Your goal -
For each entry below, copy the text exactly and leave out any picture.
(Materials provided begins)
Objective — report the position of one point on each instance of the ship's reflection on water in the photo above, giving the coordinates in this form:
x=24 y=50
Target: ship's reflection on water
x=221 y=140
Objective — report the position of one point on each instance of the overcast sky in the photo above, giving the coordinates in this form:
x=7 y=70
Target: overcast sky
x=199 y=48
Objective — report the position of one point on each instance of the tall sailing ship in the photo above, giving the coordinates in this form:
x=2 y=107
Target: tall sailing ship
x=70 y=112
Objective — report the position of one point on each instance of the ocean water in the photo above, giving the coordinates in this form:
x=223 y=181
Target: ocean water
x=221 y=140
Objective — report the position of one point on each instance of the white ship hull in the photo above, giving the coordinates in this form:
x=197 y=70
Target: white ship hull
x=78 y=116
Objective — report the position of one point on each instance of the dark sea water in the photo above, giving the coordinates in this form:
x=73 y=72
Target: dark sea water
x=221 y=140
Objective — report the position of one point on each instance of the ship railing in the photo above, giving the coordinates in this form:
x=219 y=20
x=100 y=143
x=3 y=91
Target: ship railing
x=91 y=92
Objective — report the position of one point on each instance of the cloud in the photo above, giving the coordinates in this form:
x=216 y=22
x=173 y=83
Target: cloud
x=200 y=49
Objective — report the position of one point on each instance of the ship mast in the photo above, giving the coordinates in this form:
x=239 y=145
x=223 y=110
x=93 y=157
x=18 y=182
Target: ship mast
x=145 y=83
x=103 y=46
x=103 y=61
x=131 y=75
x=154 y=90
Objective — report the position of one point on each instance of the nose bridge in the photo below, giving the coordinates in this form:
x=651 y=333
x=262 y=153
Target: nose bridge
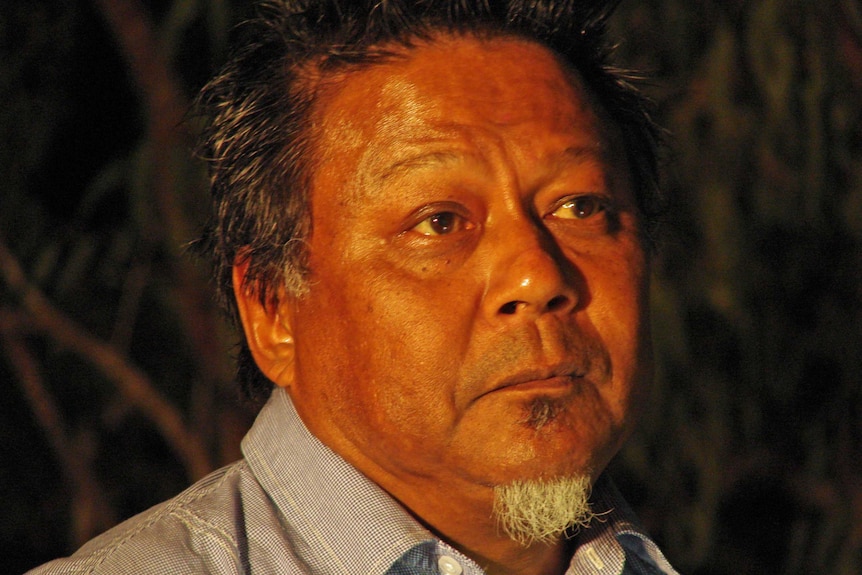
x=529 y=275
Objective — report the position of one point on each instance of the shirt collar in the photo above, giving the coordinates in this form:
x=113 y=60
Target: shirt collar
x=337 y=519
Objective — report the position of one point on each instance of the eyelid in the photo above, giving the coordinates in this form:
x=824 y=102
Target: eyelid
x=604 y=200
x=427 y=211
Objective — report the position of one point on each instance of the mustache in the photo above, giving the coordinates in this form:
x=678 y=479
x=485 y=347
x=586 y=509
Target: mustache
x=539 y=351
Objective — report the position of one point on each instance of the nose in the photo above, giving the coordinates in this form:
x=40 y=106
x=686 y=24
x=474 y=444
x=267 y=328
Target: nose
x=530 y=277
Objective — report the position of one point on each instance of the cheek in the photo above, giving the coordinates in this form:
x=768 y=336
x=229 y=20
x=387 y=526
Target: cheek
x=392 y=347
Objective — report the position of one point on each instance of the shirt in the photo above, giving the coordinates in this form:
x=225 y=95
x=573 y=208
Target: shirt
x=293 y=506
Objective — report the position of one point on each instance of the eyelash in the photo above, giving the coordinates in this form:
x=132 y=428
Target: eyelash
x=601 y=204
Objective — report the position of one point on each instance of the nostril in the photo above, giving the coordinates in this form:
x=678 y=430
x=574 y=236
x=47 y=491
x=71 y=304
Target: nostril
x=557 y=303
x=509 y=308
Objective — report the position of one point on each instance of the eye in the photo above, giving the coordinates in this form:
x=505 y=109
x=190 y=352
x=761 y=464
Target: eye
x=580 y=207
x=441 y=223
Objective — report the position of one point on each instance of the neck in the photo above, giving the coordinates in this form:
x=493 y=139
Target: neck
x=477 y=535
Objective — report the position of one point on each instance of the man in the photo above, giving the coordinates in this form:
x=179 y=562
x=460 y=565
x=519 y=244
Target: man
x=432 y=222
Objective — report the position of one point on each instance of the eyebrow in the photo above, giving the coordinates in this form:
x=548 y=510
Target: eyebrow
x=419 y=160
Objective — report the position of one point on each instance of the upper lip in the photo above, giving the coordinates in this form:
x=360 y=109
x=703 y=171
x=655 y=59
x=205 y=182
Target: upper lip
x=563 y=369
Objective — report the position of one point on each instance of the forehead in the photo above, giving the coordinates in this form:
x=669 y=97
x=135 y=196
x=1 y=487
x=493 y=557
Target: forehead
x=450 y=92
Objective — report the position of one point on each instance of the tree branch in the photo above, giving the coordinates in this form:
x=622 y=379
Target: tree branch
x=130 y=381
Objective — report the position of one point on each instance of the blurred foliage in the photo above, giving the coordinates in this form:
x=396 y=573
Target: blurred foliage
x=118 y=370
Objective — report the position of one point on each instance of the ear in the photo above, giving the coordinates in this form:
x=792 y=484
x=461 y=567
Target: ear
x=267 y=328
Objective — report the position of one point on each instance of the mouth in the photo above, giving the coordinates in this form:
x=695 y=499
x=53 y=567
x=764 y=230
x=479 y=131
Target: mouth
x=553 y=380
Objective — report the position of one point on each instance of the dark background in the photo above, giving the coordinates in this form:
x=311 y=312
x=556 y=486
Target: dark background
x=116 y=368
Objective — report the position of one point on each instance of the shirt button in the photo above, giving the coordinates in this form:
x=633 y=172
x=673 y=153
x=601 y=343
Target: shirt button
x=448 y=566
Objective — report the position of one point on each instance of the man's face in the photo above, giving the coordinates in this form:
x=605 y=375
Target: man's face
x=476 y=306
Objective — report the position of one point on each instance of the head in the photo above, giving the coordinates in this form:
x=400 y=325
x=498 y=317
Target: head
x=435 y=222
x=259 y=108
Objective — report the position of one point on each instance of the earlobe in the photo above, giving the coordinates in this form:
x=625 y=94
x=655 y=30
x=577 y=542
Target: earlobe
x=267 y=328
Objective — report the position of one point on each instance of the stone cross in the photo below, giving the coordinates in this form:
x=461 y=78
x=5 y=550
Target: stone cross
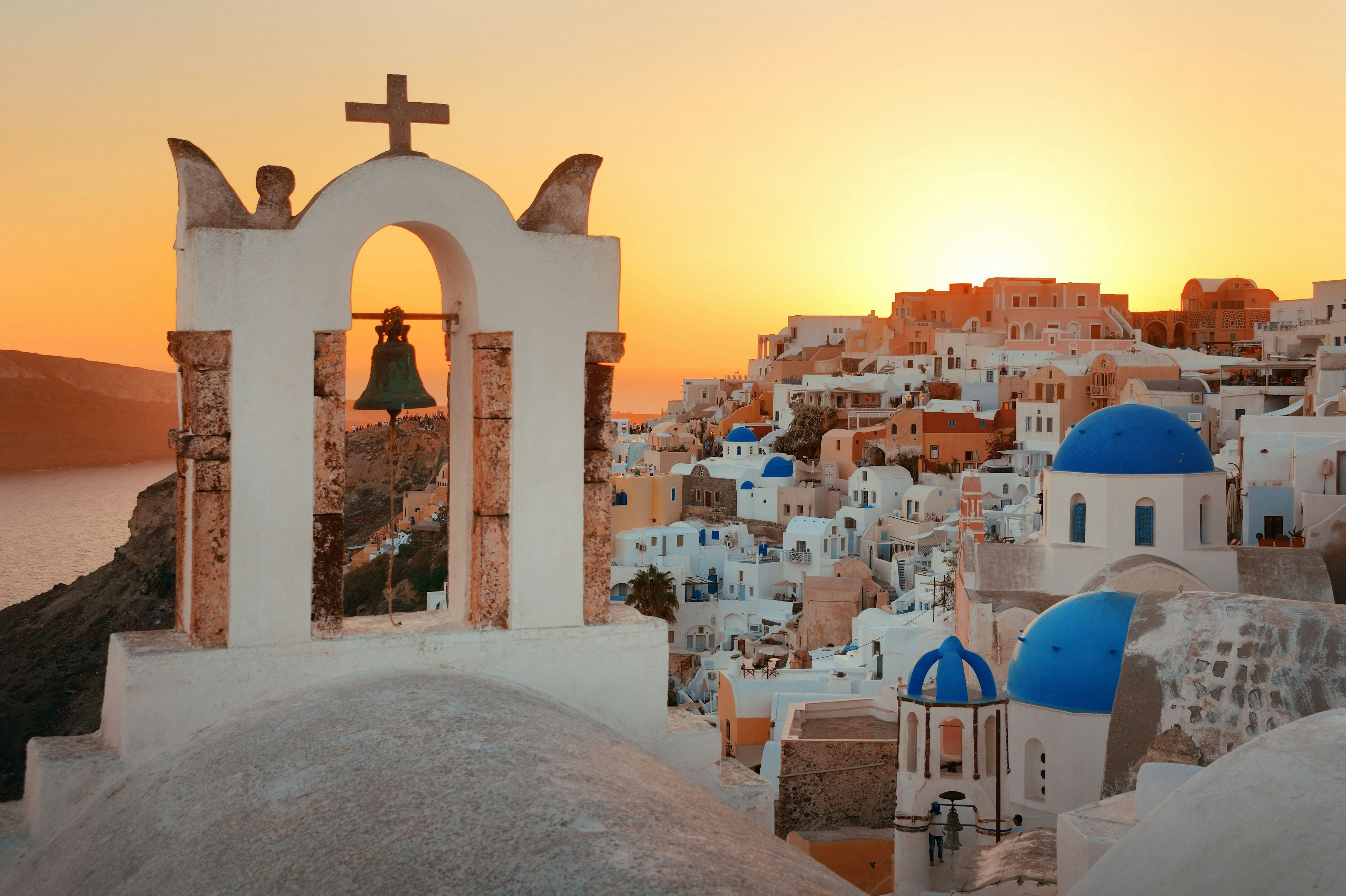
x=399 y=115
(Materials provided ends)
Result for this task -
Objective — report the position of one point on each instance of the ship's reflection on water in the photo above, giving the coordinates in this form:
x=24 y=50
Target: ship's reflection on water
x=221 y=140
Objective — report the position of one point on each instance of the overcast sky in the photo above, giving the coordinates in this form:
x=7 y=70
Target: overcast sky
x=199 y=48
Objective — report the position of one point on each instance of the tall sailing ship in the photo above, giving the coordinates in this form:
x=2 y=107
Target: tall sailing ship
x=70 y=112
Objective — report the position of one point on each instance of the ocean water in the photo above, giving the coordinates in this form:
x=223 y=181
Target: ocean water
x=221 y=140
Objective — report the position of one point on each instance of the white ship hull in the photo above, giving the coordinates in this form:
x=197 y=70
Target: white ship hull
x=78 y=116
Objective — report the position of one point on each instance of the dark sea water in the photo above, giving the coordinates in this form:
x=73 y=72
Target: dark sea water
x=221 y=140
Objective — report the position of one point on each instance of the ship railing in the photo above, giving the coordinates in this form:
x=219 y=20
x=100 y=143
x=3 y=91
Target: ship railing
x=91 y=92
Objective — report the position of one point on each instance of the cloud in the photo above, giving the coordinates in this form:
x=216 y=22
x=173 y=83
Target: cloud
x=200 y=49
Objective — report the position of one point on each instance of the ship mast in the photo above, giving the coordinates in this form:
x=239 y=145
x=223 y=110
x=93 y=157
x=18 y=182
Target: ship mast
x=145 y=83
x=103 y=46
x=103 y=61
x=131 y=75
x=154 y=90
Objective — report the position of one point on each instance of the nose bridge in the photo below, giving the coordinates in this form:
x=651 y=333
x=262 y=153
Target: nose bridge
x=529 y=275
Objective — report the position of one point on each instance of the shirt collar in the photo above, giving the coordinates in this form:
x=113 y=60
Target: shirt collar
x=337 y=519
Objective — report the position of one point on each instance of the eyelid in the photo above, giving the coordinates in this form:
x=824 y=102
Target: eyelid
x=604 y=200
x=427 y=211
Objective — report the position of one point on each instance of the mustache in the photo above, giving the coordinates in this form:
x=678 y=479
x=485 y=347
x=586 y=509
Target: mustache
x=539 y=351
Objective — report the position of one point on each instance of the nose in the photo above, giving the coordinates in this form:
x=40 y=106
x=686 y=24
x=474 y=444
x=267 y=328
Target: nose
x=530 y=277
Objective — report the position of one point on each instance of the cheek in the photo above, giving the coordinates in this form:
x=768 y=336
x=229 y=20
x=387 y=526
Target: cheek
x=392 y=347
Objective — report the position of one point on each instance of the shirt in the photo above, giving the coordinates in this form:
x=225 y=95
x=573 y=208
Target: shirt
x=293 y=506
Objective — report the position of one point on each instance of the eyelash in the photo above, giving the coordinates in this form:
x=132 y=428
Target: eyelash
x=601 y=204
Objective — report the position of one point on each instance of the nostril in the photo above, giving the coordinates in this form:
x=678 y=430
x=574 y=236
x=47 y=491
x=71 y=304
Target: nostril
x=557 y=303
x=509 y=308
Objective — report the position of one point on each instance of the eye in the photo above, giving the coordinates in this form:
x=505 y=109
x=190 y=352
x=761 y=464
Target: eye
x=580 y=207
x=441 y=223
Objective — report the position of one point on each instance of the neck in the photo above, giving the coordinates in this form:
x=493 y=139
Target: neck
x=477 y=535
Objective — report the position of one point on each instance of the man in the photo above, giving the coordinates in this form:
x=179 y=562
x=460 y=565
x=519 y=244
Target: man
x=432 y=222
Objective — report the position of one point on each instance of the eyebrow in the photo above, giving the coordinates in this form:
x=548 y=510
Target: eyebrow
x=419 y=160
Objective — report the position of one point on each instance of the upper lip in the photo above, giving the coordinates in this form:
x=360 y=109
x=703 y=171
x=655 y=59
x=205 y=182
Target: upper lip
x=563 y=369
Objective — report the position of one point on each instance of the forehead in the photo above, giving the coordinates in this form:
x=669 y=97
x=135 y=196
x=1 y=487
x=493 y=557
Target: forehead
x=450 y=92
Objective — report the position of one point on each instance of the tree branch in the photo above, giving the coordinates in this form:
x=622 y=379
Target: tree branch
x=130 y=381
Objective — report the position of one point on each instance of the blurred foliage in the photo above, giving the coordinates in this form:
x=396 y=573
Target: blurred foliage
x=118 y=370
Objective — report the position of one point on each instance of the ear in the photo above, giving the coordinates in this form:
x=792 y=484
x=461 y=567
Target: ear
x=267 y=328
Objective — report the position of one point on each instance of the mouth in the photo above, giving the coordinates in this form:
x=695 y=499
x=53 y=567
x=764 y=230
x=479 y=131
Target: mouth
x=553 y=380
Objective — report the position of one point on each instance of the dark background in the photo above, giving the coordinates in this form:
x=311 y=312
x=556 y=486
Target: dark background
x=116 y=368
Objective — report the position of one point on each instance of the shirt button in the photo above, giving the coordinates in this form:
x=633 y=172
x=673 y=153
x=601 y=343
Target: shirt button
x=448 y=566
Objective — report the position of one point on each instance of the man's face in the photo above, giving the coordinates in this form:
x=605 y=375
Target: man's face
x=476 y=306
Objective — report the position of one point on each instance of the head in the photo above, giving the coordinates in this form:
x=400 y=325
x=498 y=317
Target: head
x=435 y=222
x=259 y=108
Objective — report the position of one point on each instance of the earlobe in the photo above, giving the coordinates in this form:
x=625 y=94
x=655 y=30
x=577 y=542
Target: earlobe
x=267 y=328
Objective — report the position of one point on each instance of the stone cross in the photo below, giving the coordinates in this form:
x=461 y=78
x=5 y=550
Target: stone cross
x=399 y=115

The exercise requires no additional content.